Exercise A
Answer these from the equalizer text, one line each:
(i) Electronically, where does the equalizer sit?
(ii) How many bands can available equipment provide?
(iii) Which controls have the lowest Q?
Exercise B
In the equalizer text, turn the paragraph beginning "The Q of an equalizer describes" into a short bulleted list that keeps its main facts.
Exercise C
Pick up the equalizer text after its final sentence and write the next paragraph.

Supplied passage

============

It is virtually impossible to reproduce the complex timbre of music in exactly the way it was created in the recording studio. Every loudspeaker is a unique instrument of reproduction that is inherently incapable of reproducing every part of the sound spectrum with equal intensity. In multiple speaker systems, things are even more complex because different drivers interact with each other.

Equalizers offer the capability of both compensating for defects and fine tuning the system. With an equalizer, certain frequency ranges can be either increased or cut, to shape the overall sound spectrum to compensate for defects in the original soundscape, or to bring out certain instruments, or simply as an expression of the listener's preference. While the accuracy of high fidelity remains the goal, many listeners strive for more accurate reproduction, and then add bass for a fuller, more "dynamic" sound.

Electronically, the equalizer is situated on the line feed between the receiver and the amplifier. Because it modifies low level high impedance signals only, it is less vulnerable to electrical overloads than the amplifier, and is overall less likely than either the receiver, or the amp to create problems. Of course, as with any piece of electronic circuitry, a fault may develop; it's just less likely.

The number of bands in an equalizer control how finely the frequency pattern can be amplified or attenuated. Three to 30 bands or more, can be provided by available equipment.
A typical 10 band equalizer configures the available audio range into 10 parts and the levels of any one of them can be adjusted discreetly according to the Q of the design.

The Q of an equalizer describes how wide a range each adjustment has. If a specific band is labeled as 100 Hz. a high Q equalizer will only boost or cut frequencies right around 100 Hz and not really affect signals at 80 Hz. A low Q equalizer generally affects a wide range of frequencies even though it may be centered at one specific one. Typically, the more bands in the EQ, the higher the Q, so the different bands are not affected by each other. Simple bass and treble controls have the lowest Q. Equalizers with only few bands are good for making general adjustments but not helpful for the finer gradients.

============

Recorded data
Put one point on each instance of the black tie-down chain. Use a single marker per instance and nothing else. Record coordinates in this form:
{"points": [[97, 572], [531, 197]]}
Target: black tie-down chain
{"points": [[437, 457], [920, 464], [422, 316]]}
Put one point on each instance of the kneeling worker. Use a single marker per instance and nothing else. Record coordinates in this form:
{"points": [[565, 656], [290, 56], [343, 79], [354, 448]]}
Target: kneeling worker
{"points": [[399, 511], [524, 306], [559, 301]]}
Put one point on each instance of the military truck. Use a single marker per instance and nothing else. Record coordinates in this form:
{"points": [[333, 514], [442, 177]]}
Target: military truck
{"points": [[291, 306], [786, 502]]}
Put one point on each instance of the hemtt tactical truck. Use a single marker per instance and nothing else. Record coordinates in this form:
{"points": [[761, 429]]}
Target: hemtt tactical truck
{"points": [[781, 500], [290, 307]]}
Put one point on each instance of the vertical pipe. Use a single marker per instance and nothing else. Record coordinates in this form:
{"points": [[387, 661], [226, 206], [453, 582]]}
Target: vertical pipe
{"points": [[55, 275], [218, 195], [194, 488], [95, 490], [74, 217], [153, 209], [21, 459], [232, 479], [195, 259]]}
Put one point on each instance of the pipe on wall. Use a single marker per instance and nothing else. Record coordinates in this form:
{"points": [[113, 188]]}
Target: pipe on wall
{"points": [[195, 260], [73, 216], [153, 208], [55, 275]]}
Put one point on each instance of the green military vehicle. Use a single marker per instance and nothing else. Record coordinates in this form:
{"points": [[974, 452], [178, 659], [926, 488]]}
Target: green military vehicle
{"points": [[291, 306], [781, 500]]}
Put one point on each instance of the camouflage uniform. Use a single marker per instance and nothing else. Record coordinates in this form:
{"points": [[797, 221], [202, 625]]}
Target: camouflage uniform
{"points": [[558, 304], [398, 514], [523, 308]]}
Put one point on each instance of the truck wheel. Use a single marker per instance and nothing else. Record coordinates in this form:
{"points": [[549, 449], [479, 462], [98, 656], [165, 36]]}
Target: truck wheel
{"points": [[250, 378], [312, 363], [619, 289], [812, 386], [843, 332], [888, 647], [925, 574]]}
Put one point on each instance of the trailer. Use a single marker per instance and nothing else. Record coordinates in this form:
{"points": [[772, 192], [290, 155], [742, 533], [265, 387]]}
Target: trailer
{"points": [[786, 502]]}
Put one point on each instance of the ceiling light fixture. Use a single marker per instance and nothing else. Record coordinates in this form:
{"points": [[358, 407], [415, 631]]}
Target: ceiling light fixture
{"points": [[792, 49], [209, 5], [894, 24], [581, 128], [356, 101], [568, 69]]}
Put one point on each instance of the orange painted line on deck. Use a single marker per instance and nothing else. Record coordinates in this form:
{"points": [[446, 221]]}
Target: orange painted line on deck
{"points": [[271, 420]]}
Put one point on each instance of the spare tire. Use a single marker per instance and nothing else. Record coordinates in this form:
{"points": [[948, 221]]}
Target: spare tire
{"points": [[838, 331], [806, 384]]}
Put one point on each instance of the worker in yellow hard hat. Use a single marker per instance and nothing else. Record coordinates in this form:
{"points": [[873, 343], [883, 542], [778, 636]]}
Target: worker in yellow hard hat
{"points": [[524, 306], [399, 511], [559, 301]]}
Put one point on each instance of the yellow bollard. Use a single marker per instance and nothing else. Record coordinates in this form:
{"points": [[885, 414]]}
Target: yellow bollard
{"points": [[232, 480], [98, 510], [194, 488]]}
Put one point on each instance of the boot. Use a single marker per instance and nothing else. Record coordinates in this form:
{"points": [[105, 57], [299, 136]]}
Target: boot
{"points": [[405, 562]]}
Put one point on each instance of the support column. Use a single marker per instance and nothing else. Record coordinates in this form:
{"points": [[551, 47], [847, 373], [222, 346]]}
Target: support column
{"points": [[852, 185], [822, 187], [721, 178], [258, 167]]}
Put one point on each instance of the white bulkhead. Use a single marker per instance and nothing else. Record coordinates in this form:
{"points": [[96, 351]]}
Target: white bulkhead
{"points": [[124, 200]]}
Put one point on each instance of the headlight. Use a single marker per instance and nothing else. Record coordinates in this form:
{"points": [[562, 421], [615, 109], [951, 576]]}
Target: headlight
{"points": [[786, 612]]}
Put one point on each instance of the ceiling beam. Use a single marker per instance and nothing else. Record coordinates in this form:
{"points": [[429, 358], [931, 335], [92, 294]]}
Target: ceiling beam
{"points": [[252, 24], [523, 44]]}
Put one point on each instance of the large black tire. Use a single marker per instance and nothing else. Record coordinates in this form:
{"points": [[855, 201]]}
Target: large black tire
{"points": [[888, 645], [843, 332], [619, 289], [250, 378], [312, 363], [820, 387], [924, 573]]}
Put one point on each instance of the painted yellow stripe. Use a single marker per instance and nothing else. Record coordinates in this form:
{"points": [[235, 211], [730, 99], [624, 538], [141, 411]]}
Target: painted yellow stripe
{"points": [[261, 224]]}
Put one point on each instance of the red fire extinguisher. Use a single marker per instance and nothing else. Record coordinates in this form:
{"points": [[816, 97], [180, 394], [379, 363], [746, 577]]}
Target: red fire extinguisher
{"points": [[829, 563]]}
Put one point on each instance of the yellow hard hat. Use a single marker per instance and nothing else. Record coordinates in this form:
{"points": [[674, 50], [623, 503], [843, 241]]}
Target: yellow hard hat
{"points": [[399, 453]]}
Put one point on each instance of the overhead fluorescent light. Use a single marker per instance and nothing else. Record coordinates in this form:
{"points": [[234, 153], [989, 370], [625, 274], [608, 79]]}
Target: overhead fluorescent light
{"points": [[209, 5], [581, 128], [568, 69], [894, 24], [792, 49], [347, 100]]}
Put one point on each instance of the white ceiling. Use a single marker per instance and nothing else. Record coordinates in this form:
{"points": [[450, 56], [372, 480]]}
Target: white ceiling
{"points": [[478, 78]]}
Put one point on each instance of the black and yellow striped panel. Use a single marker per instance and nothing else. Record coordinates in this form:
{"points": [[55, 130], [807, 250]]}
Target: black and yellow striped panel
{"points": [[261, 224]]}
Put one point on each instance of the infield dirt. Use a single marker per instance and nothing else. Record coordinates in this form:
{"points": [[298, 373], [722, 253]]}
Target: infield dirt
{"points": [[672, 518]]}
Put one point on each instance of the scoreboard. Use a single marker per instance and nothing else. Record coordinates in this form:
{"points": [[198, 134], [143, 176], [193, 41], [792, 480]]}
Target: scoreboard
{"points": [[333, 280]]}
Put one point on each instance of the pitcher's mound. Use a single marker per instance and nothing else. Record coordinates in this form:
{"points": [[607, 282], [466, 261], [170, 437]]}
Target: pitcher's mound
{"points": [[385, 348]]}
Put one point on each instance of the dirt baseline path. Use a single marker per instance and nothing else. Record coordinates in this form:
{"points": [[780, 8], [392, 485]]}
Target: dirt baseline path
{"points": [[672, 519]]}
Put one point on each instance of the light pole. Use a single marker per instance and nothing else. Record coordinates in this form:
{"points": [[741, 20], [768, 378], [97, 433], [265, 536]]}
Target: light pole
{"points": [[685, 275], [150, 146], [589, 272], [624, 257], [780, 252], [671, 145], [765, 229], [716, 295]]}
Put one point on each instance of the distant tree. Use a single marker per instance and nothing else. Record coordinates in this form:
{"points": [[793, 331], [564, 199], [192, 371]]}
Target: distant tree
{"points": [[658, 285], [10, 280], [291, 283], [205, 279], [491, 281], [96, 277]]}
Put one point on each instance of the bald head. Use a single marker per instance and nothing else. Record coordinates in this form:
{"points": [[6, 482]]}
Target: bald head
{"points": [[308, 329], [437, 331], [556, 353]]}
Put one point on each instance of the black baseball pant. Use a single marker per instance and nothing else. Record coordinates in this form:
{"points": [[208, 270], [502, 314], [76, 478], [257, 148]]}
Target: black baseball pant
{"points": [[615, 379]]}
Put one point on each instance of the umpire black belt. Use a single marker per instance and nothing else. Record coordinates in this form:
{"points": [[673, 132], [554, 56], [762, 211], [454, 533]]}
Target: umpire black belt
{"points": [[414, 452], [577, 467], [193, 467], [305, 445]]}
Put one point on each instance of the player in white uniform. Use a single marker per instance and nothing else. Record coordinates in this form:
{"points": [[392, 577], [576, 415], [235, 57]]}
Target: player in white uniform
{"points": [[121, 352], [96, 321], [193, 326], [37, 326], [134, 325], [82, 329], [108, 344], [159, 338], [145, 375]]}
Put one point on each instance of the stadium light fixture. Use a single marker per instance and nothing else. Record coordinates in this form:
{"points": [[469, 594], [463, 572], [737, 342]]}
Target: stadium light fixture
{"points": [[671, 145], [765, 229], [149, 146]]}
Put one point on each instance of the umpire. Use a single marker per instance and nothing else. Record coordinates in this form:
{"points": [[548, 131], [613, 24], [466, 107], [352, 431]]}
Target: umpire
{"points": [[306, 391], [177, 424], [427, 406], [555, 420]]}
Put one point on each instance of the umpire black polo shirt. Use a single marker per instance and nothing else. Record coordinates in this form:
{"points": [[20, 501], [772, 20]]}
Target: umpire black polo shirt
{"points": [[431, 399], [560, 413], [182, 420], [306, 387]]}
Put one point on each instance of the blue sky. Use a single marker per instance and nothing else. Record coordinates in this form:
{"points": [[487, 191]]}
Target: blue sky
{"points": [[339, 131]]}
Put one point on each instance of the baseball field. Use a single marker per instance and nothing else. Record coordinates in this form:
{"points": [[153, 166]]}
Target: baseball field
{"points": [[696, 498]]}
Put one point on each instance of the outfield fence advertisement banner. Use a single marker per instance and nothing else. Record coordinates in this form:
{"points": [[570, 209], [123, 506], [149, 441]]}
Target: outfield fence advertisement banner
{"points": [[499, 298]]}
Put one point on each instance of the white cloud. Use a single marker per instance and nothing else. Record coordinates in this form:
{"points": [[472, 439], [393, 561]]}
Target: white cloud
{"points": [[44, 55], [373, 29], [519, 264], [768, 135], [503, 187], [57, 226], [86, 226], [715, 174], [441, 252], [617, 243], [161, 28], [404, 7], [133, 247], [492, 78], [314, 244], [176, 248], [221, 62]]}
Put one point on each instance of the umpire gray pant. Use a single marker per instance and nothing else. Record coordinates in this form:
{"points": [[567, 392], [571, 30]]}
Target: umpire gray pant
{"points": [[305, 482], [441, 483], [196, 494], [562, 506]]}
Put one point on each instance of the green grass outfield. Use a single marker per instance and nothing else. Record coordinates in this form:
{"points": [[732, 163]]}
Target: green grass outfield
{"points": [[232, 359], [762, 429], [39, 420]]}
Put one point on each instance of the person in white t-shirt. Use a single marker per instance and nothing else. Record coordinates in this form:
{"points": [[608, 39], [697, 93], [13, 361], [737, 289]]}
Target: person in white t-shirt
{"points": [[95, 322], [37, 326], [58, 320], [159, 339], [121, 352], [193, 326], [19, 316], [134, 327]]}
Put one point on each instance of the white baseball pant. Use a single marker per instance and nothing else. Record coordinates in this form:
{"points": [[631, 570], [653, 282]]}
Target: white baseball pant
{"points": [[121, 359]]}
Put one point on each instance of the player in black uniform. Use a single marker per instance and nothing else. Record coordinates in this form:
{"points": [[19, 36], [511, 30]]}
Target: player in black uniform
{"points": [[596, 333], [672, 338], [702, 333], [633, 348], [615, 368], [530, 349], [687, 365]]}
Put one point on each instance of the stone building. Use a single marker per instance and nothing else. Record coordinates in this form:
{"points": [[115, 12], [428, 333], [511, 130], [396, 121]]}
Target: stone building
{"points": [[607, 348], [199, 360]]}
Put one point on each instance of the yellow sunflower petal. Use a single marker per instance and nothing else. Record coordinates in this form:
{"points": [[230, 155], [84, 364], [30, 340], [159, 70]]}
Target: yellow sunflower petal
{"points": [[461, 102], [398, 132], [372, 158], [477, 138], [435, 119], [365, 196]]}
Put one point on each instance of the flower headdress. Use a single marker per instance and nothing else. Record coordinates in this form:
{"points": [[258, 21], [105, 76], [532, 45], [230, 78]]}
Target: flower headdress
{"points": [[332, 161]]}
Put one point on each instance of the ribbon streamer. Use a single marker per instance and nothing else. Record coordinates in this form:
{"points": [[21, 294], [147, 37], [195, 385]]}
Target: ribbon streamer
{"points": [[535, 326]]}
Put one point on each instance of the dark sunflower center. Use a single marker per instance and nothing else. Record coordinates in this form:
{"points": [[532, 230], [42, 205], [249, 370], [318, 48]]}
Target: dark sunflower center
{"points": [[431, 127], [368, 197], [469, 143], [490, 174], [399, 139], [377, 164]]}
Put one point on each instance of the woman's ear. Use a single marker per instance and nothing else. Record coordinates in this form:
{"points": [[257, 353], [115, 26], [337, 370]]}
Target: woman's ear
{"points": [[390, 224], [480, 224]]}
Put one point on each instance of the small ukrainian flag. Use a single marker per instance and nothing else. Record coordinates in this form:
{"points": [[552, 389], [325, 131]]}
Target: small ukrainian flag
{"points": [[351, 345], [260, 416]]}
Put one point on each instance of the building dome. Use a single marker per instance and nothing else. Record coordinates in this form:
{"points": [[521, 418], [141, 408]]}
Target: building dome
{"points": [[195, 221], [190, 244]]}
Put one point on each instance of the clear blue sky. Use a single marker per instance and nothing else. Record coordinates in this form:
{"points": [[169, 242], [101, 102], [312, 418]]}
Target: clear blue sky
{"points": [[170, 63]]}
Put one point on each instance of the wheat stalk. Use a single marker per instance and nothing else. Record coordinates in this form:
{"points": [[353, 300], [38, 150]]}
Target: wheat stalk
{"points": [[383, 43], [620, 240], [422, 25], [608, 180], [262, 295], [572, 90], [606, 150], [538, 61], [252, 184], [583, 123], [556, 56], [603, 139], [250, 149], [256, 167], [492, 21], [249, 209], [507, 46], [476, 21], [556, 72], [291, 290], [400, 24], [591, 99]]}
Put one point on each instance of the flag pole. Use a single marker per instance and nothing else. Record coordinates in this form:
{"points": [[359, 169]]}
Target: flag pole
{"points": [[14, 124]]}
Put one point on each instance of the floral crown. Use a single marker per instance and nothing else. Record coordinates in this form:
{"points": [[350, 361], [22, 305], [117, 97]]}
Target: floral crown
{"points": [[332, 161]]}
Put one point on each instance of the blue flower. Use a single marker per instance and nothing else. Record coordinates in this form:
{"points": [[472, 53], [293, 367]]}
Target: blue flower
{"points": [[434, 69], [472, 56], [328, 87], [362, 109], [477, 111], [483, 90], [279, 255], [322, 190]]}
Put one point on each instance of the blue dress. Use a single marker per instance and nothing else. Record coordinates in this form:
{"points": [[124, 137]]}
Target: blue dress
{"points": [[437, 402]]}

============

Task response A
(i) On the line feed between the receiver and the amplifier.
(ii) Three to 30 bands or more.
(iii) Simple bass and treble controls.

Task response B
- Q describes how wide a range each equalizer adjustment covers.
- A high Q equalizer with a band labeled 100 Hz boosts or cuts only frequencies right around 100 Hz and barely affects 80 Hz.
- A low Q equalizer affects a wide range of frequencies, even when centered on one frequency.
- More bands usually means higher Q, so the bands do not affect each other.
- Simple bass and treble controls have the lowest Q.
- Equalizers with few bands suit general adjustments but do not help with finer gradients.

Task response C
Another key distinction is the degree of effect, rated in decibels, that each adjustment either boosts or cuts the center frequency it controls. A typical value is probably 10 dB, with many choices available in the 8 to 15 dB range. This means that each control will minimize or maximize the relative level of its frequency by +10 dB, or - 10 dB from the center, which is the unmodified position. Keep in mind of course, that this is a relative value. If all the controls are raised or lowered at the same time, and by the same amount, then all we have is just a large and expensive volume control.

A 30 band equalizer is great for making precise, adjust-ments. A real time analyzer (RTA) oscilloscope is used in calibrating the effect of these equalizers. The RTA produces a flat pink noise signal and shows the technician how the system responds in acoustical effect. The equalizer is adjusted until the RTA verifies the desired response. This desired response is rarely linear because most listeners prefer a more dynamic pattern, with more bass emphasis. If you must have a 30 band equalizer, then having a high degree of technical knowledge is essential to getting the most out of it.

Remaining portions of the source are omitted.